Challenge:
The records below are to be repeated in full, exactly as they are.

Records from an annotation dataset
+---+

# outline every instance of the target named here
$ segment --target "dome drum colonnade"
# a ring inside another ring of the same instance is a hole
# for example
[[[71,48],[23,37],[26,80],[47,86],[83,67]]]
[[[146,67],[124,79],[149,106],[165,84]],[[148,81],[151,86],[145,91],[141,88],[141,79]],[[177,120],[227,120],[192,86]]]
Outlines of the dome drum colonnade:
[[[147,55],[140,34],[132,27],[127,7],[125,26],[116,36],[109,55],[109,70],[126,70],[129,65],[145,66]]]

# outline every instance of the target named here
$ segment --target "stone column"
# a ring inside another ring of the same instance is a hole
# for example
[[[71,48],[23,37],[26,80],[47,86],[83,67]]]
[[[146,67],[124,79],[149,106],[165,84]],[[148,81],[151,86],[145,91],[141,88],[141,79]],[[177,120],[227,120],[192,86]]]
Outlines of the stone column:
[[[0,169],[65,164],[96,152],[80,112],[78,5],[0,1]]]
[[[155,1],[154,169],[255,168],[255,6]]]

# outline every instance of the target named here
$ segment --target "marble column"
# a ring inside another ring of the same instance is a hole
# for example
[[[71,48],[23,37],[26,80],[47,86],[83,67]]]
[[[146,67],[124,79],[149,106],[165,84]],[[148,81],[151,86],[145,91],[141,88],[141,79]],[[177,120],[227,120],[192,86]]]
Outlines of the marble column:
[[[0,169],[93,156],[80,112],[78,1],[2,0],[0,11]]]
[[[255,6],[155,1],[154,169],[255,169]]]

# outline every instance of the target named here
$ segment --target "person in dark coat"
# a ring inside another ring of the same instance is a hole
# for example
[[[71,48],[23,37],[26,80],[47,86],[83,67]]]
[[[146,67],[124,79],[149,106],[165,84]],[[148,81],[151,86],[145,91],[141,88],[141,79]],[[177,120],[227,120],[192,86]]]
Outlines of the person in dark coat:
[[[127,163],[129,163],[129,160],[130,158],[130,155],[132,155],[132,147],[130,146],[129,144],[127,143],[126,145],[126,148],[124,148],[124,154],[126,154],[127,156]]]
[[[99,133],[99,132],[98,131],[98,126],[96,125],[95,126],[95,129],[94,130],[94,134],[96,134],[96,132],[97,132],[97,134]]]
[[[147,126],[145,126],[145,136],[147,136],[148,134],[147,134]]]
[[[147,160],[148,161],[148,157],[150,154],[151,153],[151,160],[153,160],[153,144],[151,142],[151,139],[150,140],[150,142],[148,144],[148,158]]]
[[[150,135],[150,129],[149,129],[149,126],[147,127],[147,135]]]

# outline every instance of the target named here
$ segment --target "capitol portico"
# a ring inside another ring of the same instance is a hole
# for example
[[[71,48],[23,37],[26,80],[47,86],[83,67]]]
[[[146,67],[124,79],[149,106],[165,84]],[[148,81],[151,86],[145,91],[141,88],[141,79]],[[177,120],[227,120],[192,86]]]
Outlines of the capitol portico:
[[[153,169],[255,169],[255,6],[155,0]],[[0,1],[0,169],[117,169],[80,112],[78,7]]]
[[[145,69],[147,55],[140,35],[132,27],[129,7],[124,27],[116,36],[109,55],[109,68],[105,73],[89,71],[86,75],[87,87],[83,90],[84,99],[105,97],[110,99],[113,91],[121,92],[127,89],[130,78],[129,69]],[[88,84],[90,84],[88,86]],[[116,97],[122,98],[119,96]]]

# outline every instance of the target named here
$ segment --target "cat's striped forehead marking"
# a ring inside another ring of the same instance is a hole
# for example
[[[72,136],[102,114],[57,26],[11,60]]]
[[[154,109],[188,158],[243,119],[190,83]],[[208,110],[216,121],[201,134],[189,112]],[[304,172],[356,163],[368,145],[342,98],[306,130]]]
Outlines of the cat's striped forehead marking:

+---+

Finished exercise:
# outline every instance of the target named here
$ segment --target "dome drum colonnade"
# a ring inside another ring of the same instance is a hole
# for example
[[[71,48],[23,37],[26,80],[47,86],[83,67]]]
[[[146,67],[124,79],[149,106],[165,84]],[[148,81],[151,86],[145,91],[141,88],[141,79]],[[177,120],[227,120],[192,86]]]
Outlines of the dome drum colonnade:
[[[147,55],[140,34],[132,27],[127,7],[125,26],[116,36],[109,55],[109,70],[126,70],[129,65],[145,66]]]

# outline every instance of the target named here
$ segment --target "stone column"
# a ring inside another ring of the same instance is a hole
# for example
[[[71,48],[23,37],[26,80],[47,86],[83,67]]]
[[[146,67],[124,79],[149,106],[165,84]],[[148,81],[151,86],[145,91],[141,88],[141,79]],[[177,120],[227,120],[192,86]]]
Outlines of the stone column:
[[[0,169],[65,164],[96,152],[80,112],[78,5],[0,1]]]
[[[155,1],[154,169],[255,168],[255,6]]]

# outline every instance of the target named here
$ segment --target "marble column"
# a ring inside another ring of the same instance is a hole
# for example
[[[71,48],[23,37],[26,80],[47,86],[83,67]]]
[[[146,67],[124,79],[149,106],[165,84]],[[148,81],[151,86],[145,91],[141,88],[141,79]],[[177,120],[227,120],[192,86]]]
Outlines of the marble column:
[[[0,169],[93,156],[80,112],[78,1],[2,0],[0,11]]]
[[[255,6],[155,1],[154,169],[255,169]]]

# outline every instance of the target named here
$ segment --target "person in dark coat"
# a ring inside another ring of the same instance is a hole
# for example
[[[71,48],[23,37],[26,80],[47,86],[83,67]]]
[[[146,67],[124,79],[149,106],[165,84]],[[148,81],[151,86],[145,91],[141,88],[141,79]],[[177,120],[227,120],[192,86]]]
Outlines of the person in dark coat:
[[[127,163],[129,163],[129,160],[130,158],[130,155],[132,155],[132,147],[130,146],[129,144],[127,143],[126,145],[126,148],[124,148],[124,154],[126,154],[127,156]]]
[[[99,133],[99,132],[98,131],[98,126],[96,125],[95,126],[95,129],[94,130],[94,134],[96,134],[96,132],[97,132],[97,134]]]
[[[147,126],[145,126],[145,136],[147,136],[148,134],[147,134]]]
[[[147,160],[148,161],[148,157],[150,154],[151,153],[151,160],[153,160],[153,144],[151,142],[151,139],[150,140],[150,142],[148,144],[148,158]]]
[[[150,135],[150,129],[149,129],[149,126],[147,127],[147,135]]]

# outline every instance of the target named here
$ segment --target "capitol portico"
# a ring inside another ring of the same instance is a hole
# for example
[[[71,48],[23,37],[26,80],[47,86],[83,67]]]
[[[146,67],[124,79],[149,106],[165,84]],[[148,81],[151,86],[145,91],[141,88],[141,79]],[[177,120],[227,120],[192,86]]]
Outlines of the capitol portico:
[[[153,169],[255,169],[255,6],[155,0]],[[0,1],[0,169],[117,169],[80,112],[78,7]]]
[[[145,69],[147,55],[140,35],[132,27],[129,7],[124,27],[116,36],[109,55],[109,68],[105,73],[89,71],[86,75],[87,87],[83,90],[84,99],[105,97],[110,99],[113,91],[121,92],[127,89],[130,78],[129,69]],[[88,84],[90,84],[88,86]],[[116,97],[122,98],[119,96]]]

# outline every instance of the target named here
$ segment --target "cat's striped forehead marking"
# a ring inside another ring of the same instance is a hole
# for example
[[[72,136],[102,114],[57,26],[11,60]]]
[[[154,109],[188,158],[243,119],[190,83]],[[208,110],[216,121],[201,134],[189,112]],[[304,172],[356,163],[368,145],[342,98],[306,130]]]
Outlines of the cat's striped forehead marking:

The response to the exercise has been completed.